[Point placement records]
----------
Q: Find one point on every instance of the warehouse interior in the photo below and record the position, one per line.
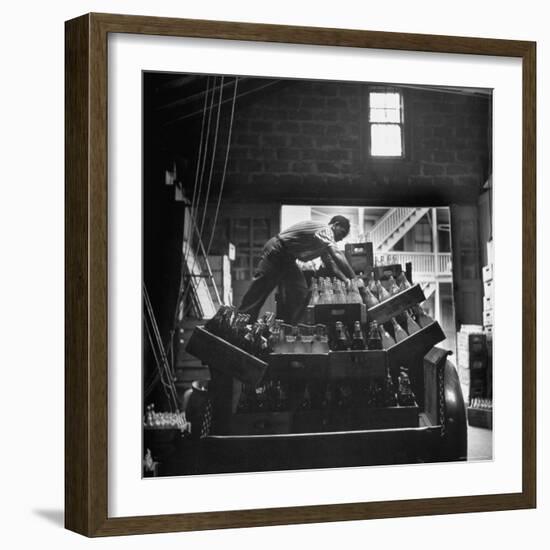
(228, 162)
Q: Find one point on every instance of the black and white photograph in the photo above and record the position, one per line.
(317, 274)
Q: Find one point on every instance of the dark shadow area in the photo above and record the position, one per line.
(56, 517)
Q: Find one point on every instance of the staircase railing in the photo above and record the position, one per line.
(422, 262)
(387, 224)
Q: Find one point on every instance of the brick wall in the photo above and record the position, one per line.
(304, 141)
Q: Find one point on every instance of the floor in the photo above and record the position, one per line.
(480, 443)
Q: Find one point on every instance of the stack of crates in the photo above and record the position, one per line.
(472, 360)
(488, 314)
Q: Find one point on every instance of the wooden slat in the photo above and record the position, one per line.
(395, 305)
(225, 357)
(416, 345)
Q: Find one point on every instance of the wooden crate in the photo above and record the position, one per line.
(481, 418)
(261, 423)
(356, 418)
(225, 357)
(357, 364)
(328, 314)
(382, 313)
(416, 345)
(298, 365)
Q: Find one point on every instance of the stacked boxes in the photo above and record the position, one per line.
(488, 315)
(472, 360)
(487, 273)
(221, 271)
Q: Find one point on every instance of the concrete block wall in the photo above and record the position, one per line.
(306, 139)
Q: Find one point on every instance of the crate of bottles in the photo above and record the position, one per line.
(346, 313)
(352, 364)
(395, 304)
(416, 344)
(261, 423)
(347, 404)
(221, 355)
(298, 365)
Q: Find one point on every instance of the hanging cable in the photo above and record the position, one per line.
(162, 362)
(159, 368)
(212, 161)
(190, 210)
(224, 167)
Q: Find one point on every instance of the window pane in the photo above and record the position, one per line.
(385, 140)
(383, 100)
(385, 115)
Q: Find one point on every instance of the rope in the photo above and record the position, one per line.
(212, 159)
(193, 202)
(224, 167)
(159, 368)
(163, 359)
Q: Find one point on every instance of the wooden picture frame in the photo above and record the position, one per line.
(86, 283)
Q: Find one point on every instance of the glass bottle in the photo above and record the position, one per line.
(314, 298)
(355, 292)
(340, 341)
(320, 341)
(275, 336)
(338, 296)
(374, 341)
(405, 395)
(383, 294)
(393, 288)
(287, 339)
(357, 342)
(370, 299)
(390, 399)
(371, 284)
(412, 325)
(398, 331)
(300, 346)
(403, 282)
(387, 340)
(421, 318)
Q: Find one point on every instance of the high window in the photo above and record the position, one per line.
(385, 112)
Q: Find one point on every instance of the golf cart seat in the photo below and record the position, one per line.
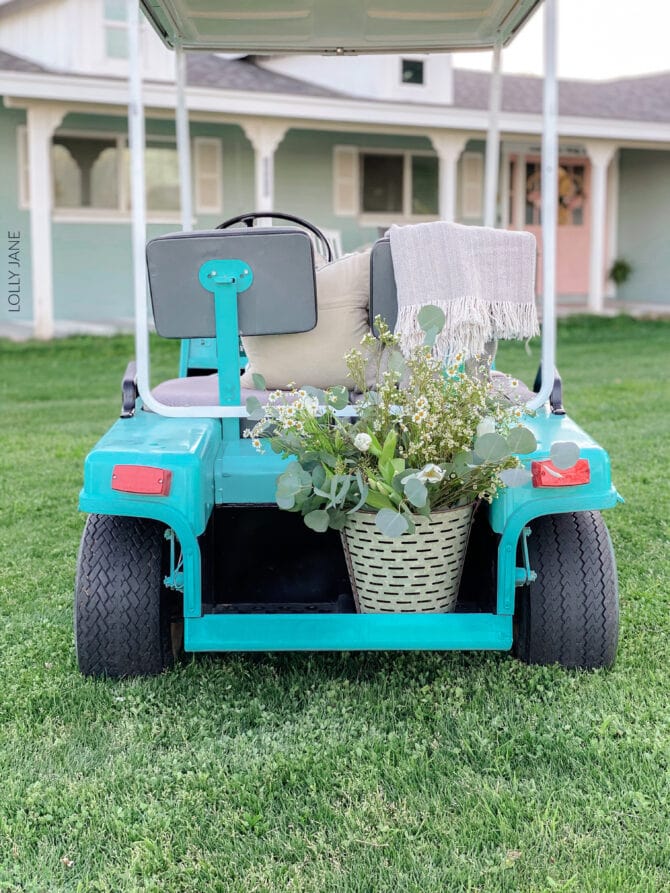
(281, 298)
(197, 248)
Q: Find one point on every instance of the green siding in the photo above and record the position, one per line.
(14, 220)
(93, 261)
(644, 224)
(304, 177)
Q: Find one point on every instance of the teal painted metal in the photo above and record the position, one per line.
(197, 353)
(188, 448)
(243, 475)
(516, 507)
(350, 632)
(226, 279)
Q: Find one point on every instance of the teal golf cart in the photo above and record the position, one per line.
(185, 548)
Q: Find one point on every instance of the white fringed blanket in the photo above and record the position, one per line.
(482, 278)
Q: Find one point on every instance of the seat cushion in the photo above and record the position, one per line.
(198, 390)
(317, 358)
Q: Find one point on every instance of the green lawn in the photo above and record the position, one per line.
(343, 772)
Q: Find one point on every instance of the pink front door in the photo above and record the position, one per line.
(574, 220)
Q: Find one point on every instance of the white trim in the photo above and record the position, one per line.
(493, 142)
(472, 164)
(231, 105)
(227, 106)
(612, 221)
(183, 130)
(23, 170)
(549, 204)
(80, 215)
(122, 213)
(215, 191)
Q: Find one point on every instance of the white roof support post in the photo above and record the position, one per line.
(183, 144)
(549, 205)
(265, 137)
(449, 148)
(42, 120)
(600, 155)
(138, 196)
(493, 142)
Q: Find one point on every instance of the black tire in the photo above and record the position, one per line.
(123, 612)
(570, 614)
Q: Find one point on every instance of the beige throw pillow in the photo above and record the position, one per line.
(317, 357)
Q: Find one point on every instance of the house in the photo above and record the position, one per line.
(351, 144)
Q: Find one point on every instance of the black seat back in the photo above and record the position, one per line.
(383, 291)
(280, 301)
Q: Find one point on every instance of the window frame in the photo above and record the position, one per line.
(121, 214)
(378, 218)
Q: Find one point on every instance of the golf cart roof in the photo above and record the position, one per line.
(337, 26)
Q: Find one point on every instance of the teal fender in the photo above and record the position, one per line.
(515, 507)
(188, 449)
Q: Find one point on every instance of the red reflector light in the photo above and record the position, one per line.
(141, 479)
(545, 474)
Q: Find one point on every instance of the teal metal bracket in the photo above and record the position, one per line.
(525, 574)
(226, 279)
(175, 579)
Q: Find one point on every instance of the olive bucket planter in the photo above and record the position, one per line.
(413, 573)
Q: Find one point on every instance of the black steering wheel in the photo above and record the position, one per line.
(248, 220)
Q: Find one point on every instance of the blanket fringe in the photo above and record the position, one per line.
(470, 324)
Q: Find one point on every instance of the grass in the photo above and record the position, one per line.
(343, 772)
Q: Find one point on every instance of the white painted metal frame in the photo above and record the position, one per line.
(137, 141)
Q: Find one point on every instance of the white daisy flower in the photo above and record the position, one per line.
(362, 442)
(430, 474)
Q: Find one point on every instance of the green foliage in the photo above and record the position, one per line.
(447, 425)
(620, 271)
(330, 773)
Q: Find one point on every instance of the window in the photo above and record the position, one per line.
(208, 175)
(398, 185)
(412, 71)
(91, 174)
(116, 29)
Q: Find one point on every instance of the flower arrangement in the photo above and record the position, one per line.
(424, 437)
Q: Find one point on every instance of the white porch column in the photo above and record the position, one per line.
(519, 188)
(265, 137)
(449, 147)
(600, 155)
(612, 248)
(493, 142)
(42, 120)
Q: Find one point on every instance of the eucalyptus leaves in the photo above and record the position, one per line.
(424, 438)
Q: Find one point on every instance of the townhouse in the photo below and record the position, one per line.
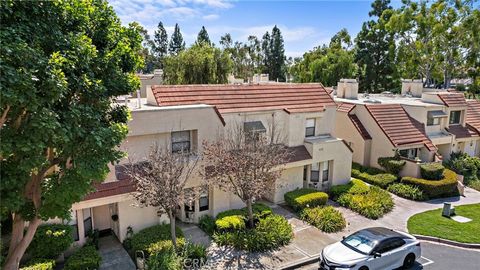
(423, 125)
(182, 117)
----------
Reproduce every line from the one containing "Q: Find one point on every instance of the window in" through the end of the records, both ends inclusive and requests included, multiplying each coordinate in the answers by 2.1 and rounding to whole numbers with halves rounded up. Leave the pictures out.

Q: Find one point on every instance of the window in the photo above and record the position, one per line.
(437, 368)
(836, 389)
(865, 149)
(191, 365)
(244, 61)
Q: Find one point on every instance of the flower arrangement in the photo above and record the position, one per line.
(890, 918)
Q: Find one point on every instance of the white porch column in the photo above and record the position, one per line.
(1090, 395)
(557, 288)
(943, 309)
(1260, 326)
(1285, 521)
(1035, 298)
(88, 252)
Q: Find one point on every instance of the eucalyptus leaves in the photo above and record the position, one per line.
(890, 920)
Q: Find one point on every instance of the townhouse in the photo below and record the position, one per line.
(888, 263)
(382, 246)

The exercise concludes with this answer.